Keep the pictures out and restate every record exactly.
— Begin Given information —
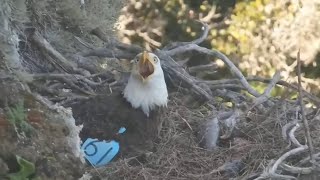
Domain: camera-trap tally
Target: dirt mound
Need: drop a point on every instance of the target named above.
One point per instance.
(103, 115)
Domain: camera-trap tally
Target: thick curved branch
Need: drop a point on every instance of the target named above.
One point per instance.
(217, 54)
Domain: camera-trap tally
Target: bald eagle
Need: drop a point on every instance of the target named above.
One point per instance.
(139, 108)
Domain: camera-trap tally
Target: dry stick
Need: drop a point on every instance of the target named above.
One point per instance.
(305, 121)
(215, 53)
(312, 98)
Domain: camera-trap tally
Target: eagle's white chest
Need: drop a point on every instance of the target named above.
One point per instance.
(146, 95)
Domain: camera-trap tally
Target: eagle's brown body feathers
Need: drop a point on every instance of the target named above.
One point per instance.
(138, 109)
(102, 117)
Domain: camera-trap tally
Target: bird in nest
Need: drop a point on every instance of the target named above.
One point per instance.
(140, 108)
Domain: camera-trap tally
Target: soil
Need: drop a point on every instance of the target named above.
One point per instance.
(104, 115)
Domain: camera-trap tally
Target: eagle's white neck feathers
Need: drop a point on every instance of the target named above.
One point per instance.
(149, 94)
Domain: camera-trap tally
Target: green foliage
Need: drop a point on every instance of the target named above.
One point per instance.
(17, 117)
(26, 170)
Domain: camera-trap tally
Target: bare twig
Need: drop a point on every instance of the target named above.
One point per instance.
(292, 137)
(217, 54)
(271, 172)
(311, 97)
(205, 67)
(296, 170)
(305, 121)
(266, 94)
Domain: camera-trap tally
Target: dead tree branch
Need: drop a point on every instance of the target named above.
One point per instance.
(305, 121)
(217, 54)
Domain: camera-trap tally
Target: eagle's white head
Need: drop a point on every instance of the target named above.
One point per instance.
(146, 88)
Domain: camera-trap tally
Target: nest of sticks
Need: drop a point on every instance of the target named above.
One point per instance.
(204, 137)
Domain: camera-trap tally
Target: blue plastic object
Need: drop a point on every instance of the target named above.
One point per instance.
(122, 130)
(99, 153)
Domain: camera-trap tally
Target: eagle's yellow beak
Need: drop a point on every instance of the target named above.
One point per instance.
(146, 66)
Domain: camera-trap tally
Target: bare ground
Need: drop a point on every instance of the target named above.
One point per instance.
(251, 136)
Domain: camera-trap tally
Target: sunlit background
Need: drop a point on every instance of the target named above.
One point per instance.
(260, 36)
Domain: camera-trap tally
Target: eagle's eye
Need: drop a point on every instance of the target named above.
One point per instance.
(136, 59)
(156, 59)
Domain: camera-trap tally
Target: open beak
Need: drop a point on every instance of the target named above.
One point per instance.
(146, 67)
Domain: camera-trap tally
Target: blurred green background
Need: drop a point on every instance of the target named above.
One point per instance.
— End Given information —
## Solution
Domain: camera-trap tally
Target: dirt mound
Need: drop a point on every instance of the target named above.
One point per instance.
(103, 115)
Domain: camera-trap tally
Target: thick curved branch
Need: drop a point on every instance of the target named above.
One point per instance.
(217, 54)
Domain: camera-trap tally
Target: bald eagle
Need: drop a point on every instance of the target named above.
One point per instance.
(139, 108)
Domain: camera-trap tally
Target: dry stick
Need: drop a point on every instance of the target named above.
One point per instance.
(305, 121)
(215, 53)
(312, 98)
Domain: camera-trap tally
Target: eagle's white chest
Need: drop a point on every instance of the target named above.
One point per instance.
(146, 95)
Domain: camera-trap tally
Target: eagle's brown body feathers
Need: drop a point on every instance of the target named above.
One point per instance.
(138, 109)
(102, 117)
Domain: camera-trap tally
Target: bird in nest
Need: drop a point on every instance of the target named above.
One point per instance.
(140, 108)
Domain: camera-trap tally
Target: soil
Need: drop a point on every instance of the target named above.
One point per instance.
(104, 115)
Domain: camera-trap tally
Target: eagle's white neck feathers
Need: drop a point on every instance of the target named above.
One point per instance.
(149, 94)
Domain: camera-trap tally
Target: green foliage
Need: drop a point on every instance of the target named above.
One point per instance.
(17, 117)
(26, 170)
Domain: camera-trap tally
Target: bare twig
Need: drop a point on every instance of the target named above.
One point per instance.
(292, 137)
(217, 54)
(271, 172)
(311, 97)
(205, 67)
(296, 170)
(305, 121)
(266, 94)
Domain: camera-trap tally
Target: dead tree branch
Need: drop a point on every instance of the target named above.
One point per instance.
(305, 121)
(217, 54)
Domain: camera-trap tally
Target: eagle's white head
Need: drop a point on every instance of the target named above.
One point per instance.
(146, 88)
Domain: camera-trap tally
Target: nest of sticks
Need: drop a point on every instance of the target named above.
One point per instance.
(204, 137)
Domain: camera-trap tally
Target: blue plastic object
Need: drop a point on every instance of the target named above.
One point per instance.
(122, 130)
(99, 153)
Domain: camera-trap tally
Target: eagle's yellow beak
Need: drop a point on every instance of the target named above.
One point per instance.
(146, 66)
Domain: camera-trap tally
Target: bare ground
Need: drop a point on every instance of the target named above.
One point per instance.
(251, 136)
Domain: camera-trap tally
Target: sunlit background
Need: drop a point on every instance of the target named above.
One point per instance.
(260, 36)
Domain: camera-trap tally
Target: eagle's eye
Need: drop a point on every instance of the target named above.
One point per instance.
(136, 59)
(156, 59)
Domain: camera-trap tally
Target: open beak
Need: drop a point on every instance of the target named above.
One point per instance.
(146, 67)
Domain: camera-trap tally
Target: blurred green background
Need: drop a point on every instance of the target named above.
One point per instance.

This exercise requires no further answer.